[TEXT EXCERPT]
BEGIN
Sunday, March 20, 2011

Why I love Sarah Palin

I love Sarah Palin. There, I’ve said it. While I’ve never met her, that is beside the point.

What is right on point however is why I love her. Sarah Palin bleeds American. She is not American simply because of an accident of birth. Rather, she understands what makes America different; she believes that America is exceptional and knows what makes it so; she is passionately pro-American without being jingoistic; she is willing to fight for what she believes regardless of who’s lined up against her; she is willing to put her credibility and reputation on the line to help others who share her views. Finally, and perhaps most importantly, she is a normal, average, regular person.

Sarah Palin did not grow up rich or attend an Ivy League school. She did not spend her life in a courtroom extorting money from corporations or small businesses. She did not spend her life in an ivory tower or in an editorial room pontificating about how the world works in some fantasy universe where government regulations make everyone pure and everything perfect in every circumstance. No, she has lived a fairly normal life, one you might call working class.

I remember back in ’88 or ’92 someone asked George H.W. Bush if he knew the price of milk, and he didn’t. He was of course pilloried for being “out of touch” with the common man. (Frankly it doesn’t bother me at all that the VP or President of the United States doesn’t know the price of milk… let someone else buy the milk, I’d rather him focus on knowing how much of our money government is wasting!) Sarah Palin probably knows the price of a gallon of milk. More importantly, she understands America from where the tire hits the road. She started out her political career at the PTA because she wanted to improve the education her children were getting. From there she spent four years on the Wasilla city council and six years as mayor. Next she was appointed to chair the Alaska Oil and Gas Conservation Commission and later defeated the incumbent to become the Governor of Alaska. In every one of those endeavors Palin showed herself to be not only capable, but effective and successful as well. Indeed, the latter two positions found her fighting an Alaska version of Tammany Hall.

She has demonstrated a willingness to fight for what she believes in, even if it is within her own party. She defeated the Murkowski machine in Alaska and she stood side by side with tea party candidates across the country in 2010, often against the wishes of the entrenched GOP establishment. Christine O’Donnell may have been a flawed candidate, but at least the citizens of Delaware had a choice between two distinctly different paths rather than the choice between the liberal and more liberal paths they would have had with Chris Coons and Mike Castle. They may have chosen bigger government, but at least for a change they had a choice, and Sarah Palin helped give them one.
END
[DATA EXCERPT]
BEGIN
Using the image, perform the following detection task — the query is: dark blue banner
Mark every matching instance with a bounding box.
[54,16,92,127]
END
[GIVEN REQUEST 1]
Give every person the post on Sarah Palin names by first and last name, excluding Palin herself.
[GIVEN REQUEST 2]
Reproduce the passage of the post on Sarah Palin starting with "She has demonstrated" and going on through "give them one.".
The listing has no connection to the post on Sarah Palin.

[COMPLETE OUTPUT 1]
George H.W. Bush
Christine O'Donnell
Chris Coons
Mike Castle

[COMPLETE OUTPUT 2]
She has demonstrated a willingness to fight for what she believes in, even if it is within her own party. She defeated the Murkowski machine in Alaska and she stood side by side with tea party candidates across the country in 2010, often against the wishes of the entrenched GOP establishment. Christine O’Donnell may have been a flawed candidate, but at least the citizens of Delaware had a choice between two distinctly different paths rather than the choice between the liberal and more liberal paths they would have had with Chris Coons and Mike Castle. They may have chosen bigger government, but at least for a change they had a choice, and Sarah Palin helped give them one.